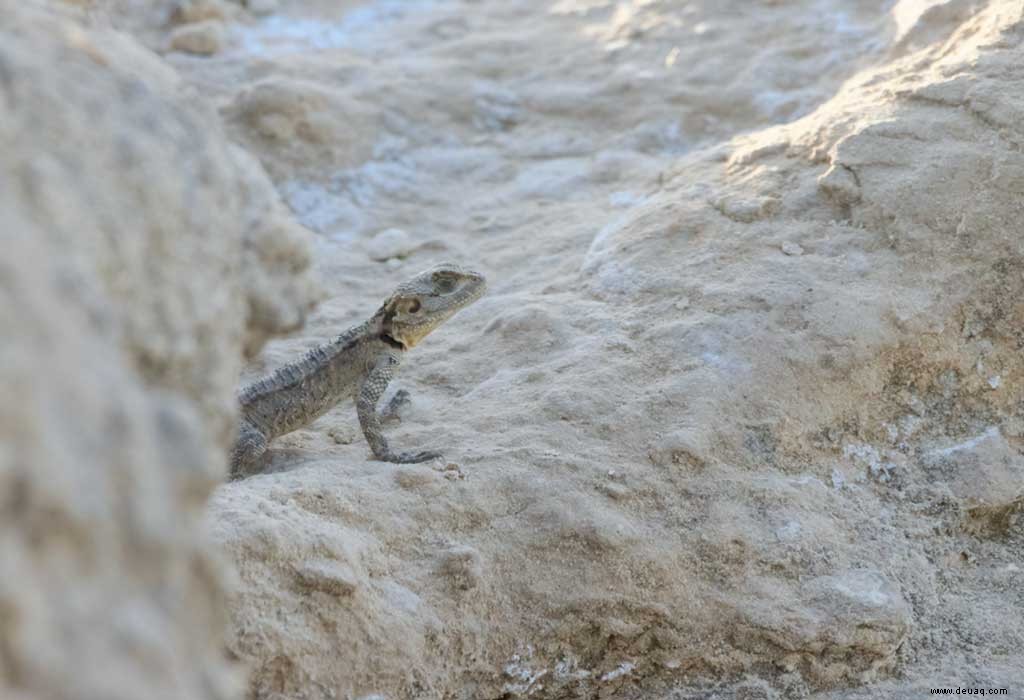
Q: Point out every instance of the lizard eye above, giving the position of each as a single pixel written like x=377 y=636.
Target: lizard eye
x=444 y=283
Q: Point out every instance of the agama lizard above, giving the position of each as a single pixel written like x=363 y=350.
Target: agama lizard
x=357 y=363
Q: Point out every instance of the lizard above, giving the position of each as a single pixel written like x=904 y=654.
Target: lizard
x=358 y=363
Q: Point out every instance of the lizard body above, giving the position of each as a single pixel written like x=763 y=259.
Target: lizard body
x=358 y=364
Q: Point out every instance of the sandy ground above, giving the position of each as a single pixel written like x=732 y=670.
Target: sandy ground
x=750 y=355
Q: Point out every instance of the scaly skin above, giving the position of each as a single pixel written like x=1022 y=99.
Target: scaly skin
x=358 y=364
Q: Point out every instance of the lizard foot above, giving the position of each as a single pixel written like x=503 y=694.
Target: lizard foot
x=411 y=457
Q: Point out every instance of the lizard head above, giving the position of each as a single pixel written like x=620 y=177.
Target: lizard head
x=429 y=299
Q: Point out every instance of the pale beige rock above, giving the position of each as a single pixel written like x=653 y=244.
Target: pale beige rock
x=204 y=38
x=124 y=310
x=725 y=407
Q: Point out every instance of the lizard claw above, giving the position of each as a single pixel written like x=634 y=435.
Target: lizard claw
x=414 y=457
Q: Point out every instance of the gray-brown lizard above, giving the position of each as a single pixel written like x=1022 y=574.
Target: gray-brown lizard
x=358 y=363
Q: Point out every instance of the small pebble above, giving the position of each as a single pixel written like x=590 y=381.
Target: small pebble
x=391 y=243
x=204 y=38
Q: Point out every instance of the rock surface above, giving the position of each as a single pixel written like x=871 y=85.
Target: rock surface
x=141 y=254
x=740 y=417
x=733 y=396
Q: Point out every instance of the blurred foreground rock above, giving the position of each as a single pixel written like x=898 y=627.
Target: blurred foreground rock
x=142 y=256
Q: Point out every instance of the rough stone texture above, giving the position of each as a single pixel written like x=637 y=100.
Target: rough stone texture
x=135 y=268
x=740 y=417
x=742 y=409
x=203 y=38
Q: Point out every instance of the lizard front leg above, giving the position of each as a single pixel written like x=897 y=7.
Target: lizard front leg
x=366 y=405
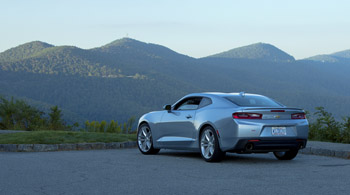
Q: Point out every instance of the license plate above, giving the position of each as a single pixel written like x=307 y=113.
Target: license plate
x=279 y=131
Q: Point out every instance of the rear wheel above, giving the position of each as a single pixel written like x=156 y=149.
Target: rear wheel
x=288 y=155
x=209 y=146
x=145 y=141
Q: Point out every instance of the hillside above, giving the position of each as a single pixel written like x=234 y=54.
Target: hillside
x=128 y=78
x=24 y=51
x=338 y=57
x=258 y=51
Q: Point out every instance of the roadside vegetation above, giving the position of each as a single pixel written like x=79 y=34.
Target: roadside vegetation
x=51 y=128
x=324 y=127
x=59 y=137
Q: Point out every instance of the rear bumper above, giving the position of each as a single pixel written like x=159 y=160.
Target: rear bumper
x=256 y=145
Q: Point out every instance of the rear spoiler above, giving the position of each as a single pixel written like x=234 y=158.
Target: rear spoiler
x=272 y=108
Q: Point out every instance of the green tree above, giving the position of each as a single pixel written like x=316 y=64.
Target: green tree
x=92 y=126
x=56 y=121
x=103 y=126
x=130 y=124
x=97 y=126
x=111 y=127
x=87 y=125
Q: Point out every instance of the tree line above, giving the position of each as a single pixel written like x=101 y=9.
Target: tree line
x=18 y=115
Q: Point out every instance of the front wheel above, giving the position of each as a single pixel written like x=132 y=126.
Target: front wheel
x=145 y=141
x=209 y=146
x=288 y=155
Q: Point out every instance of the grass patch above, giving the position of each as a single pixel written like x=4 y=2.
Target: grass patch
x=59 y=137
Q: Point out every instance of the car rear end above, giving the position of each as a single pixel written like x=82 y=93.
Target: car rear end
x=268 y=129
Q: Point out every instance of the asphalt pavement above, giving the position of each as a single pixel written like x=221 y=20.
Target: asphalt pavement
x=127 y=171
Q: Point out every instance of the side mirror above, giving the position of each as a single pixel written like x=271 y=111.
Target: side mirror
x=167 y=107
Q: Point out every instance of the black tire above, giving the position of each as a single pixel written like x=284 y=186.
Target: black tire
x=145 y=141
x=213 y=156
x=288 y=155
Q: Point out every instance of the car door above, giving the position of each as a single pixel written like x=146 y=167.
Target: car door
x=177 y=126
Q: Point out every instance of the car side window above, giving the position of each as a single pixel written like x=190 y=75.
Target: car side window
x=188 y=104
x=205 y=102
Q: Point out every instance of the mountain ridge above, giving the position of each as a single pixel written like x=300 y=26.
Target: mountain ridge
x=139 y=77
x=257 y=51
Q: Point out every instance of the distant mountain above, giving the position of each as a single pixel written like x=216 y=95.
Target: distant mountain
x=128 y=46
x=258 y=51
x=338 y=57
x=128 y=77
x=23 y=51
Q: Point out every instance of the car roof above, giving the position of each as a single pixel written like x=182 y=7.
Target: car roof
x=220 y=94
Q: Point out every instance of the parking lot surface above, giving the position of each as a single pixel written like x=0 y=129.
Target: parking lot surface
x=127 y=171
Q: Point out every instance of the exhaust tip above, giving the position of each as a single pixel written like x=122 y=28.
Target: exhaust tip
x=249 y=146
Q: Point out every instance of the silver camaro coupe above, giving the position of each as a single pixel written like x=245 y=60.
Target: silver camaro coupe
x=216 y=123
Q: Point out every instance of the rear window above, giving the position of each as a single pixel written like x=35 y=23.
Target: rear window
x=253 y=101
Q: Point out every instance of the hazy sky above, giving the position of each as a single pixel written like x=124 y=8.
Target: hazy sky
x=301 y=28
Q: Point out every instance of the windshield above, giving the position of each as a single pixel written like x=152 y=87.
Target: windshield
x=253 y=101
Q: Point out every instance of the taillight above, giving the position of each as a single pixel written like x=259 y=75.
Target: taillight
x=298 y=116
x=245 y=115
x=277 y=110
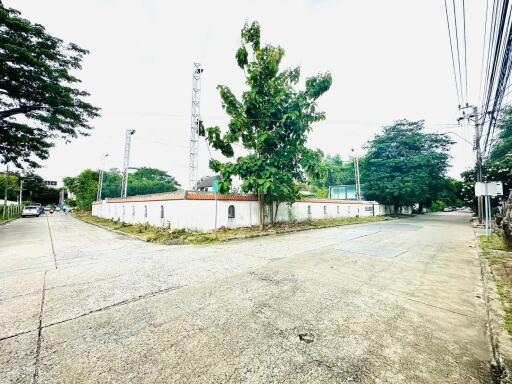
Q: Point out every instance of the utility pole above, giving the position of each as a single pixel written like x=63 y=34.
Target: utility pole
x=100 y=181
x=357 y=176
x=194 y=125
x=476 y=147
x=5 y=190
x=126 y=161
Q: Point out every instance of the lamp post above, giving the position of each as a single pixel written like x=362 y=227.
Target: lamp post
x=100 y=181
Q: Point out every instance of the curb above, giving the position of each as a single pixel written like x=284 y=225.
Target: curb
x=499 y=339
x=134 y=237
x=8 y=221
x=298 y=230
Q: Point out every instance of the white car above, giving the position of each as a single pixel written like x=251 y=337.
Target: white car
x=31 y=210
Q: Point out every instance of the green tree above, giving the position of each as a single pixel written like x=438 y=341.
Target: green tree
x=13 y=186
x=272 y=121
x=39 y=99
x=405 y=166
x=85 y=187
x=150 y=180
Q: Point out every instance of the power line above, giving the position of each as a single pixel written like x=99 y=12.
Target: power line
x=451 y=51
x=458 y=51
x=483 y=50
x=465 y=48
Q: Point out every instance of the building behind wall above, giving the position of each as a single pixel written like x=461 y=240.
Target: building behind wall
x=196 y=210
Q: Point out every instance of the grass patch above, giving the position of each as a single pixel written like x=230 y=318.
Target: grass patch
x=181 y=236
x=499 y=256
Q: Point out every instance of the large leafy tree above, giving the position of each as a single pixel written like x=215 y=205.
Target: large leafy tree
x=405 y=166
x=39 y=97
x=498 y=166
x=142 y=182
x=271 y=120
x=84 y=187
x=150 y=180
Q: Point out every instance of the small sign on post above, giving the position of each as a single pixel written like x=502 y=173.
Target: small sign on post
x=215 y=187
x=491 y=188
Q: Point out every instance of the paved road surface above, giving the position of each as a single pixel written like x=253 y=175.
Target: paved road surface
x=394 y=302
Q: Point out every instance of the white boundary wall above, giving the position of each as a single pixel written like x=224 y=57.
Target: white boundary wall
x=198 y=214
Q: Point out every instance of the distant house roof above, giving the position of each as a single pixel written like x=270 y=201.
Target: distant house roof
x=211 y=196
x=198 y=195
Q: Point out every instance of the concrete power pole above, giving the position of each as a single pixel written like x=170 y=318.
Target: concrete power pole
x=357 y=176
x=5 y=190
x=100 y=181
x=126 y=161
x=194 y=125
x=476 y=147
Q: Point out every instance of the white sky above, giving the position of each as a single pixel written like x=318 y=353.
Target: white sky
x=389 y=60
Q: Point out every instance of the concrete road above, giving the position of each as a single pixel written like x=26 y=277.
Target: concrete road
x=394 y=302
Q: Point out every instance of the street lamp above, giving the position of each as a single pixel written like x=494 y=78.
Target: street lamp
x=100 y=181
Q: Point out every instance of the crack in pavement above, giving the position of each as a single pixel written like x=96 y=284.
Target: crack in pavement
x=39 y=332
x=51 y=241
x=101 y=309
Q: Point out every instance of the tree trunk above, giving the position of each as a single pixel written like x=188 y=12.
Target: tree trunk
x=277 y=208
x=261 y=204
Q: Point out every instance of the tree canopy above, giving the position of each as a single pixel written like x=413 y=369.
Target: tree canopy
x=34 y=188
x=39 y=97
x=271 y=121
x=84 y=187
x=405 y=165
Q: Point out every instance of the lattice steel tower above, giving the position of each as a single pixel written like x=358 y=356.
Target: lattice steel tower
x=126 y=161
x=194 y=125
x=357 y=176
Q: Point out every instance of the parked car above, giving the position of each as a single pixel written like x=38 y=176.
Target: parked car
x=31 y=210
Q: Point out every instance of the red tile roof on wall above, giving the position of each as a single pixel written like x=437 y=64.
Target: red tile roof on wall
x=153 y=197
x=192 y=195
x=332 y=201
x=211 y=196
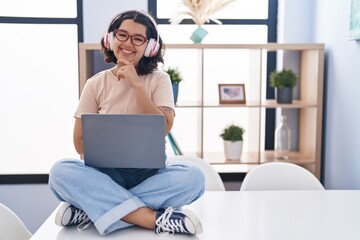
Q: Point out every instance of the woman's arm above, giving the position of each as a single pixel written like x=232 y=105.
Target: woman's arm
x=77 y=136
x=146 y=106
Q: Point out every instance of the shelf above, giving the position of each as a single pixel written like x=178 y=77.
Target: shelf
x=294 y=104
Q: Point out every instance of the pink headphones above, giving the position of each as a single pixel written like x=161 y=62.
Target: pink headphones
x=152 y=46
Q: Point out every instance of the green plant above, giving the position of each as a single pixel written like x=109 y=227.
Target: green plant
x=232 y=133
x=175 y=75
x=282 y=79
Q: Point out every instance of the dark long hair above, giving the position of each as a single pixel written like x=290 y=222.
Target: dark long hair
x=146 y=64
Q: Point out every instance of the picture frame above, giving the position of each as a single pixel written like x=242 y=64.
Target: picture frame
x=232 y=93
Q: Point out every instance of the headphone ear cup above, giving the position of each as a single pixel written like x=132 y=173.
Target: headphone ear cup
x=109 y=41
x=151 y=48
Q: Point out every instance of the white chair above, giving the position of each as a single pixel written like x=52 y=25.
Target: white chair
x=280 y=176
x=11 y=226
x=213 y=181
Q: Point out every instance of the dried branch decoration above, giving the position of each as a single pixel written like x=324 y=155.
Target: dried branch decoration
x=200 y=11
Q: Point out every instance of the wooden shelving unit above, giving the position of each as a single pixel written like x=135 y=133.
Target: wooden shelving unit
x=308 y=105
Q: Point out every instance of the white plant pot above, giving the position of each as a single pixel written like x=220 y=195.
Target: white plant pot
x=233 y=150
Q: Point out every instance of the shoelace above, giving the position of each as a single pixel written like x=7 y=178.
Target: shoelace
x=81 y=218
x=166 y=226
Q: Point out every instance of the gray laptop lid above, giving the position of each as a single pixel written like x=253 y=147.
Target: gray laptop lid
x=123 y=140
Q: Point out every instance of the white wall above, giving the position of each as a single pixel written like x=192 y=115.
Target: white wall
x=34 y=202
x=342 y=110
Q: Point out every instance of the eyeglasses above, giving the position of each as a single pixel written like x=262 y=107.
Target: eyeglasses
x=123 y=36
- - -
Work instructions:
Beginning at the line that has "Q: Point out every instance of the blurred" and ending at the line that has "like x=316 y=64.", restate the listing above word for word, pictures left out.

Answer for the task:
Q: Point out every instance of the blurred foreground rock above, giving the position of each as a single pixel written like x=898 y=627.
Target: blurred foreground rock
x=142 y=256
Q: Point out every instance of the rough stone texture above, giving the position of each as a single pixel written like x=637 y=100.
Target: rough stone texture
x=135 y=268
x=740 y=417
x=742 y=409
x=203 y=38
Q: Point out every instance of the lizard front leg above, giving the position of each as a single pixel written like x=897 y=7.
Target: lizard front leg
x=366 y=405
Q: Point out every instance of the license plate above, giving the position of each as a single pixel written like x=307 y=113.
Target: license plate
x=279 y=131
Q: Point out every instance of the rear wheel above, giving the position of each as a single pixel written like x=156 y=149.
Target: rear wheel
x=288 y=155
x=209 y=146
x=145 y=141
Q: Point out every instance of the hillside above, giving the position of each as a single pixel written like x=234 y=54.
Target: hillside
x=128 y=78
x=24 y=51
x=338 y=57
x=258 y=51
Q: Point out every instance of the roadside vegetation above, giving the position of each as a single pixel written like x=79 y=34.
Target: roadside vegetation
x=51 y=128
x=324 y=127
x=59 y=137
Q: Point out every instance of the rear bumper above, giving the position of each as a single pixel written like x=159 y=160.
Target: rear bumper
x=256 y=145
Q: Point out every instance of the rear spoiler above, giving the position of each as a single pixel written like x=234 y=158.
Target: rear spoiler
x=272 y=108
Q: Point out every instance of the green tree above, giving the position of each as a single pixel written like x=316 y=64.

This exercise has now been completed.